**Exercise requirements**
Arrange the items below as a two-column CSV with the header row text,answer, giving one row for each text and putting that text and the box coordinates given for it each in a single quoted field, with any line breaks turned into spaces. Leave the pictures out.

(Items from a labeling collection)
--------

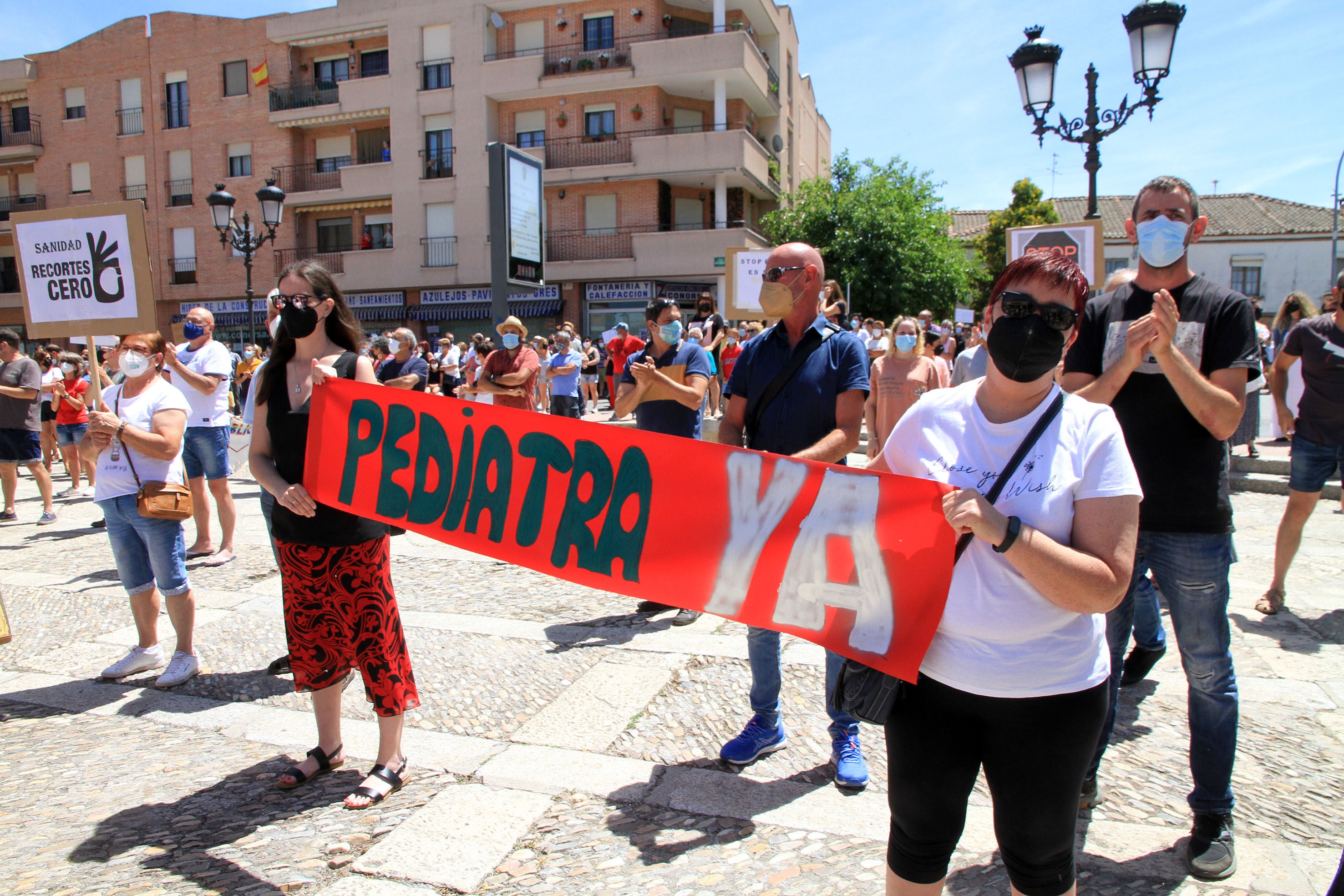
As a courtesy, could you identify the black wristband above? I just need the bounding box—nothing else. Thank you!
[993,516,1021,553]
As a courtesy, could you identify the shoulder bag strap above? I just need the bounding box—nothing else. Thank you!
[746,324,840,447]
[952,390,1065,563]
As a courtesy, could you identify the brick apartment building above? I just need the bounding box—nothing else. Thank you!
[0,0,831,341]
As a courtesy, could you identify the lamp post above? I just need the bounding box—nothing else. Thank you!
[206,177,285,345]
[1008,0,1186,219]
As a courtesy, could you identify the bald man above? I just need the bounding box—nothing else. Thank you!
[711,243,868,789]
[164,308,238,566]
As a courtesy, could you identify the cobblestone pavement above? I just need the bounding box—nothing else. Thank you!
[0,476,1344,896]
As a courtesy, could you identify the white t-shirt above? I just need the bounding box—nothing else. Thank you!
[93,379,192,501]
[176,340,234,430]
[883,380,1142,697]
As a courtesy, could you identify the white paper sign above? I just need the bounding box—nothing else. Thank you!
[15,215,138,324]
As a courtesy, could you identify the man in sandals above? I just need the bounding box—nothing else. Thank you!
[1255,273,1344,615]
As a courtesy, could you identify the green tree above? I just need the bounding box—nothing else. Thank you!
[972,177,1059,309]
[761,153,970,321]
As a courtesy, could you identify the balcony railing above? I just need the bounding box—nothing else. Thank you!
[160,99,191,127]
[421,147,456,180]
[117,107,145,137]
[0,193,47,220]
[415,59,453,90]
[164,177,195,208]
[0,116,42,147]
[275,246,344,277]
[168,257,196,286]
[421,237,457,267]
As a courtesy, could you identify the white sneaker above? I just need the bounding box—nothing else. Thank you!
[155,650,200,688]
[102,643,164,678]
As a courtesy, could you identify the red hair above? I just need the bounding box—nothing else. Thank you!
[989,251,1090,316]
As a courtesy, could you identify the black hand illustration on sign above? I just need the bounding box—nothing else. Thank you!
[85,231,127,302]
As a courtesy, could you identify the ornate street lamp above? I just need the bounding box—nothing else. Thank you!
[1008,0,1186,218]
[206,177,285,345]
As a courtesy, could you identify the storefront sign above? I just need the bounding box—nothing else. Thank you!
[304,380,956,681]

--------

**Finished answer**
text,answer
"As a courtesy, could you identify the black wristband above? I just need the bounding box—nothing else. Thank you!","[993,516,1021,553]"
"As a courtesy, could you identify the shoulder bag strap above? I just need the bounding box—nothing else. Thank you!","[746,324,840,447] [952,390,1065,563]"
"As a courtesy, could you identify the brick apartment building above? I just need the bounding box—nothing else. Thank you!","[0,0,831,341]"
"As a courtesy, could you identify the lamp post above? I just need the bounding box—nothing else. Thank you!","[206,177,285,345] [1008,0,1186,219]"
"As a courtesy, could you identify the bald man above? I just need the bounding box—nothing else. Thank you!","[711,243,868,789] [164,308,238,566]"
"As a courtesy, could you identify the cobblestone pavement above? I just need the bounding box—nothing else. Thank you!","[0,476,1344,896]"
"As a courtesy, could you identify the white t-shirt above? I just need the bounding box—nothing else. Thank you!","[93,379,192,501] [176,340,234,430] [883,380,1142,697]"
"As a courtesy, could you identify the white paper sign above? I just need the bounding box—nothing else. Thank you!","[15,215,138,324]"
"As a courtesy, could you identify the man in sandals above? I just need the bounding box—nothing else. Thank you!","[1255,273,1344,615]"
"As a courtesy, could you identify the green tree above? I just need the bounding box—nothing else. Thank you!","[972,177,1059,309] [761,153,970,321]"
"As a courtesy, could you identify the balcony railing above? I just need the bounding box—nothing else. Thank you!","[160,99,191,127] [421,147,456,180] [117,107,145,137] [0,193,47,220] [415,59,453,90] [164,177,195,208] [0,116,42,147] [275,246,344,277] [168,257,196,286] [421,237,457,267]"
"As a courtesy, could you identify the white sneaker above? I just need the bounding box—nothing else. Thank you!","[155,650,200,688] [102,643,164,678]"
"As a courtesy, could you identify the red hair above? I just need the bounding box—nothing else. Thank you!","[989,251,1090,316]"
"As a courtesy, could you identify the black hand illustration on sign above? I just need the bounding box—nothing else. Thank you!","[85,231,127,302]"
"As a courtesy, could you identify the ornate street lamp above? I just need the bounding box—nothing else. Thank you!","[1008,0,1186,218] [206,177,285,345]"
"As a courtesy, could you identify the storefront sign above? I just need the bounding box—nothing else. Thank you!","[304,380,956,681]"